=== Problem set ===
1. List the organizations that the data center power article names as channels for the Google grant's apprenticeship and training work.
2. Write what comes next in the article on data center power demand, picking up after its final sentence.

A lack of access to power supplies has become the biggest
problem for giant technology companies racing to develop
artificial intelligence in energy-intensive data centers, which
are driving up U.S. electricity demand after nearly 20 years of
stagnation.
The situation has led President Donald Trump to declare a
national energy emergency aimed at speeding up permitting for
generation and transmission projects.
Google's funding, which includes a $10 million grant for
electrical worker nonprofits, is the latest in a series of
recent moves by giant technology companies to alleviate power
project backlogs and electricity shortfalls across the United
States.
In another example, Microsoft announced last year that it
would partner with Constellation to restart a reactor at the
Three Mile Island nuclear power plant in Pennsylvania - site of
one of the country's worst nuclear incidents - to feed its data
centers.
Data centers could triple their power use in the U.S. over
the next three years to make up 12% of the country's electricity
consumption, according to a Department of Energy-backed study.
To meet the demand, the country will need more power
plants, transmission lines and the workforce to support them.
The market for electricians is projected to grow 6% annually in
the next seven years, the Bureau of Labor Statistics said.
The Google grant will be used for electrician apprenticeship
programs and the training of existing workforce through
organizations, including the Electrical Training Alliance,
International Brotherhood of Electrical Workers and the National
Electrical Contractors Association.

Location labeling rows
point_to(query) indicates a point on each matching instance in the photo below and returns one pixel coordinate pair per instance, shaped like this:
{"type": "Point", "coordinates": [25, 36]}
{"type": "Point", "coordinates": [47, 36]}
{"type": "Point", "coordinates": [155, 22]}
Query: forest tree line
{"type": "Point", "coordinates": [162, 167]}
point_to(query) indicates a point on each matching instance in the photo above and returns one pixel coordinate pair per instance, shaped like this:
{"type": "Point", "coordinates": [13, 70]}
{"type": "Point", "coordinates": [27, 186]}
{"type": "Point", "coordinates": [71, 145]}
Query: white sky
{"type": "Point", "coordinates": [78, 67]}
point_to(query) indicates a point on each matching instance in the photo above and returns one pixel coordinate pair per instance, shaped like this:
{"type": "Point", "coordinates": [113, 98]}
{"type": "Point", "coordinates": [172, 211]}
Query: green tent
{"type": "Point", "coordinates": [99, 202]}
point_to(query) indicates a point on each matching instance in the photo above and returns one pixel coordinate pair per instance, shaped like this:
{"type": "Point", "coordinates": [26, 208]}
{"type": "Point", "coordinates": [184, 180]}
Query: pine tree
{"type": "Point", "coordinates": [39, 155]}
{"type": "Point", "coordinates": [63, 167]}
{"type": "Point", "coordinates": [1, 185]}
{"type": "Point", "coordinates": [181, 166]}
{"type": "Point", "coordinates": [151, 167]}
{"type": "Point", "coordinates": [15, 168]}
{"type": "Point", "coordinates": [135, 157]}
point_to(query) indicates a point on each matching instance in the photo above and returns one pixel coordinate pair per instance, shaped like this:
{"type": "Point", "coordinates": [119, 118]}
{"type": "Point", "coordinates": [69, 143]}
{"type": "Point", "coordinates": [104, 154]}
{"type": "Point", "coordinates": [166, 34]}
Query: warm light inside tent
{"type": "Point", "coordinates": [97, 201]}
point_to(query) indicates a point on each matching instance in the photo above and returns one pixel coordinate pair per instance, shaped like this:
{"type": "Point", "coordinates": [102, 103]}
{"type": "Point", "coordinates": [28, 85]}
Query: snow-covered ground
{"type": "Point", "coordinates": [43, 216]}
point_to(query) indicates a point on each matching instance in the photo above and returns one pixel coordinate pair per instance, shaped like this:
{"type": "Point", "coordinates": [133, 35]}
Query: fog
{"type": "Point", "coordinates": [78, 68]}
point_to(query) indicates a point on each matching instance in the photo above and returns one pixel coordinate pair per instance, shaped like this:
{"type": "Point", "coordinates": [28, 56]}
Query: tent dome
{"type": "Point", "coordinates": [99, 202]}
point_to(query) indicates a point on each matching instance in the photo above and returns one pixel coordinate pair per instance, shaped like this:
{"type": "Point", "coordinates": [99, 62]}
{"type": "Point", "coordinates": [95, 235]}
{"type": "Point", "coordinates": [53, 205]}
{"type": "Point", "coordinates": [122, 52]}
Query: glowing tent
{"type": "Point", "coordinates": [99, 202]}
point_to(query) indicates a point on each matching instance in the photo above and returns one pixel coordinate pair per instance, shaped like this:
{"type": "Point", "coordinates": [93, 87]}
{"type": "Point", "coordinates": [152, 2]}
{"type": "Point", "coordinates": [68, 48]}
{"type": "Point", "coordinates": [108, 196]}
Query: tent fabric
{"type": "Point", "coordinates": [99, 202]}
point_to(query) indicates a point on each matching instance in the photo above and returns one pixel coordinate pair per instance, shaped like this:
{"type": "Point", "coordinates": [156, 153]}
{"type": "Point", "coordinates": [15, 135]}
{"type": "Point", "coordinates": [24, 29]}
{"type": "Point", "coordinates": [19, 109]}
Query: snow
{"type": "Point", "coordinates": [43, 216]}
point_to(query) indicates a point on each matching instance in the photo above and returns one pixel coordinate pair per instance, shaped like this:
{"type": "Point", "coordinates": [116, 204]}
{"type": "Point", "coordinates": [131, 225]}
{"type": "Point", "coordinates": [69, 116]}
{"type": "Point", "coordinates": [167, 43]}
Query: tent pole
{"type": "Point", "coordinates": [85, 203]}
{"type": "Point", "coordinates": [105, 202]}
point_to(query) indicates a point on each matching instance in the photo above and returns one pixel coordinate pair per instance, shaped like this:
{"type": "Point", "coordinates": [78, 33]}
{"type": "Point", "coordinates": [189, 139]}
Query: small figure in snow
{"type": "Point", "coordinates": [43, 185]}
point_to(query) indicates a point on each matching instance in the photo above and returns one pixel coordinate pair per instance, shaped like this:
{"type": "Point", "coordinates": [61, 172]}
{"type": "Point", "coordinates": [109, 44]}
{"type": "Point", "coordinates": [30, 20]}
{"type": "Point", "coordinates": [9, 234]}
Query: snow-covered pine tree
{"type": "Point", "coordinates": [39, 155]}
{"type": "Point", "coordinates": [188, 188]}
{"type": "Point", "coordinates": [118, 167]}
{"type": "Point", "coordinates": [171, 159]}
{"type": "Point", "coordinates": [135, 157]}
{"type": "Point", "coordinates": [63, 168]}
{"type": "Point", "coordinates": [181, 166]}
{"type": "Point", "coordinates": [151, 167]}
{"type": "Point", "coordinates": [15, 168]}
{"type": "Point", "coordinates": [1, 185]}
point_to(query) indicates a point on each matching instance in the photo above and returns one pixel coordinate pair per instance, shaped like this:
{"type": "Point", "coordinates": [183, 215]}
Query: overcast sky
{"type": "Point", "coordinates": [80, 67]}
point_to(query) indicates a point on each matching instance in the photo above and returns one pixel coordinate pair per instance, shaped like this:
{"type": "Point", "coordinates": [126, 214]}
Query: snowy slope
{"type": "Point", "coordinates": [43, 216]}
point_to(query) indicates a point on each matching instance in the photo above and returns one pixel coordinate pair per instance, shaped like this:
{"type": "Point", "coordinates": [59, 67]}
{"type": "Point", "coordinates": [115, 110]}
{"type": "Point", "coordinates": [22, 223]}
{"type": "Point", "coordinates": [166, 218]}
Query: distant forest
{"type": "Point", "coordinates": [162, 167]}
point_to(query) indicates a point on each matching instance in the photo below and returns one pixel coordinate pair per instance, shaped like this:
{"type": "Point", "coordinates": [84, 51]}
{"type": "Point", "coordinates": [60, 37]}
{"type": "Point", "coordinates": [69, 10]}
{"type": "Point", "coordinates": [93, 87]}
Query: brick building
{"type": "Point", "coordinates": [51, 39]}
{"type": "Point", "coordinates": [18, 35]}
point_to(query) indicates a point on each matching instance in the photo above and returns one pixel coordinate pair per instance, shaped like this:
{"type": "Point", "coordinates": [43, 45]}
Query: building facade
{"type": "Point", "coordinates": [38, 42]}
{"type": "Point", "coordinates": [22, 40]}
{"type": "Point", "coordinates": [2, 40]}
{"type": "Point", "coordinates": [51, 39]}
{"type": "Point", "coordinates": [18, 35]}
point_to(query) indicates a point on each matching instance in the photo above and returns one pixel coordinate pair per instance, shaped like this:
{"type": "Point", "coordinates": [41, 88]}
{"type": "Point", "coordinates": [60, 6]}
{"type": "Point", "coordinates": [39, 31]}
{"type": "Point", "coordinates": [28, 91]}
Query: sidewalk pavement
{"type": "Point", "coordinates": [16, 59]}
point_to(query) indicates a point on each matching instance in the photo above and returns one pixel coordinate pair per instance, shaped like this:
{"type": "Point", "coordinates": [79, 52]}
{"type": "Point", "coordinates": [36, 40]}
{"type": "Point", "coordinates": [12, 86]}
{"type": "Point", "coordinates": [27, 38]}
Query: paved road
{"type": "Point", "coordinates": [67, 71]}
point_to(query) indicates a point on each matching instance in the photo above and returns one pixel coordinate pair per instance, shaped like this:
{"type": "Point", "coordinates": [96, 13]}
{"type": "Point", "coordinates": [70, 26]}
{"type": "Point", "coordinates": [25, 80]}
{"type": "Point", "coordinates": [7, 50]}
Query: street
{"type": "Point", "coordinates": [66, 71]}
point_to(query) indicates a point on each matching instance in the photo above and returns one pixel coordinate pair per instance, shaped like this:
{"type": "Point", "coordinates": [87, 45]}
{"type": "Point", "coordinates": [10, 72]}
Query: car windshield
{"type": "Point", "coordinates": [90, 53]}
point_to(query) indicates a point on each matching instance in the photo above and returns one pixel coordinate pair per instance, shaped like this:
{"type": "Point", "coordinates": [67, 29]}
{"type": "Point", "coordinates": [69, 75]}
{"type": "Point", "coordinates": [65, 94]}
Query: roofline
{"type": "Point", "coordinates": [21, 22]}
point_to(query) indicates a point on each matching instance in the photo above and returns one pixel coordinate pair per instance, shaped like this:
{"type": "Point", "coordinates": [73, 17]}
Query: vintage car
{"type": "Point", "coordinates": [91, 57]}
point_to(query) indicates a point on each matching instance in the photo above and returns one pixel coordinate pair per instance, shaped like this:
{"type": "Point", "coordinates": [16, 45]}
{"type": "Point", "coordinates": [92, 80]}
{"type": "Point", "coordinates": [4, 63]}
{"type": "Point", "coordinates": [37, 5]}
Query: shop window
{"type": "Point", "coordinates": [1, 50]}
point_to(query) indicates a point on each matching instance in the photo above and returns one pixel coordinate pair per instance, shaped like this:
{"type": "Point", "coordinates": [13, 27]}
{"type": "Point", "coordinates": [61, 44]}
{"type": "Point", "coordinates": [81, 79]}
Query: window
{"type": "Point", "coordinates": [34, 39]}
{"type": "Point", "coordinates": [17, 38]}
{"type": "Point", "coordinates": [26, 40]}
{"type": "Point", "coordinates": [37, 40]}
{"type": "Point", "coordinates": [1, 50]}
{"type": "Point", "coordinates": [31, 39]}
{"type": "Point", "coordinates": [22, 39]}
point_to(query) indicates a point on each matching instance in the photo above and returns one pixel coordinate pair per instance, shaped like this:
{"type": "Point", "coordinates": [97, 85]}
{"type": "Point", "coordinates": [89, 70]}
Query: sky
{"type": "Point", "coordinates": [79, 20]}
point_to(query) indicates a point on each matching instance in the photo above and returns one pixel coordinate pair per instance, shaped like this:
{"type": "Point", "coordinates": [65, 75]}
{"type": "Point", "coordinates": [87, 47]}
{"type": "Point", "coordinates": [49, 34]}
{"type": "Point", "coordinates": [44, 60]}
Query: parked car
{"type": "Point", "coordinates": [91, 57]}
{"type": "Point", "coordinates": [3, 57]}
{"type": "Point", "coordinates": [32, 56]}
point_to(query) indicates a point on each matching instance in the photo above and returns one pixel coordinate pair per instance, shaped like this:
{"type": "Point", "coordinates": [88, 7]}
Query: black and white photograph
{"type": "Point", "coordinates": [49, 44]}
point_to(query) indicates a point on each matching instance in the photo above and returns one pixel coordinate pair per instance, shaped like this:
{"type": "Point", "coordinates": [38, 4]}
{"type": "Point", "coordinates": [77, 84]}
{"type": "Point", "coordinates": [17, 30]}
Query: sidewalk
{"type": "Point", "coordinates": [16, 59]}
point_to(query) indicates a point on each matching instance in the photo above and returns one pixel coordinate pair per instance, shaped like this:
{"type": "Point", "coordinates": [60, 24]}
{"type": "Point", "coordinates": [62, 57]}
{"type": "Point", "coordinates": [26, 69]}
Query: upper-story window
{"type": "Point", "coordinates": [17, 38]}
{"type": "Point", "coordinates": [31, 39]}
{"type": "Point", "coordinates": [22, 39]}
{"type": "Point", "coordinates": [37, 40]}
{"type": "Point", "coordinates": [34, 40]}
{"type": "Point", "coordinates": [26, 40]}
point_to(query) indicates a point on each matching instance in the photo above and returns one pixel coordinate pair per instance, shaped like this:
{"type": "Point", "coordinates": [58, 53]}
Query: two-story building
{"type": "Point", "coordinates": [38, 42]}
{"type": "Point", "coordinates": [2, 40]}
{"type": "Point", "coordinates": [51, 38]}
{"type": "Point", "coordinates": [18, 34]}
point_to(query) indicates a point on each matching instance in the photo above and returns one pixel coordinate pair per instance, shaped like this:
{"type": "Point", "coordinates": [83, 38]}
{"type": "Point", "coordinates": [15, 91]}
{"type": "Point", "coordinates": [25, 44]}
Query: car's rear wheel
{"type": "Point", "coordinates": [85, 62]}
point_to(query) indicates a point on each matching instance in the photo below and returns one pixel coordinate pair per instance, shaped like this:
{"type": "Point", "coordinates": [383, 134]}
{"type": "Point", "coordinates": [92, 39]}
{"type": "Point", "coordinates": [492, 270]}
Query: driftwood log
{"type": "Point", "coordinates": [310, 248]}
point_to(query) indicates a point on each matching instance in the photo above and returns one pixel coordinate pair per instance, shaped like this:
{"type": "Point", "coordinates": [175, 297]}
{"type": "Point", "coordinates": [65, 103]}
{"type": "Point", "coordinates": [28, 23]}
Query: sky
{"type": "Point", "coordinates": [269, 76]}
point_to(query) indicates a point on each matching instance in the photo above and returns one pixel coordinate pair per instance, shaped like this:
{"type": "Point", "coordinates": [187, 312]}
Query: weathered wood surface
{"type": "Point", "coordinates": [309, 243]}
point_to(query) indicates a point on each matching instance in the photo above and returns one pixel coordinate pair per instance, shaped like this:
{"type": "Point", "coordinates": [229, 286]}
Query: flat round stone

=== Replies ===
1.
Electrical Training Alliance
International Brotherhood of Electrical Workers
National Electrical Contractors Association

2.
It could increase the pipeline of electrical workers by 70%
by the end of the decade, the company said.
"This initiative with Google and our partners at NECA and
the Electrical Training Alliance will bring more than 100,000
sorely needed electricians into the trade to meet the demands of
an AI-driven surge in data centers and power generation," said
Kenneth Cooper, international president of the IBEW labor union.
Google, earlier this month, announced that it was partnering
with the biggest regional U.S. electrical grid -- operated by
PJM Interconnection -- to deploy artificial intelligence
technologies aimed at getting new electricity supplies and power
lines connected faster. It has struck the first corporate
agreements to purchase energy from multiple small nuclear
reactors and advanced geothermal energy for its data centers.
The company will also release a white paper on Wednesday on
ways to speed up the expansion of the grid.
The white paper, which Reuters is first to report, includes
policy recommendations to support new energy technologies like
small modular reactors and advanced geothermal. Among those
proposals is cost-overrun protections for advanced nuclear
reactors through the Department of Energy Loan Program Office,
accelerating permitting at the Nuclear Regulatory Commission and
bolstering a domestic nuclear fuel supply.
The paper also recommends Congress take action to expedite
certain permitting for carbon capture, the build-out of
transmission lines and to support technologies to increase
efficiency on the existing grid.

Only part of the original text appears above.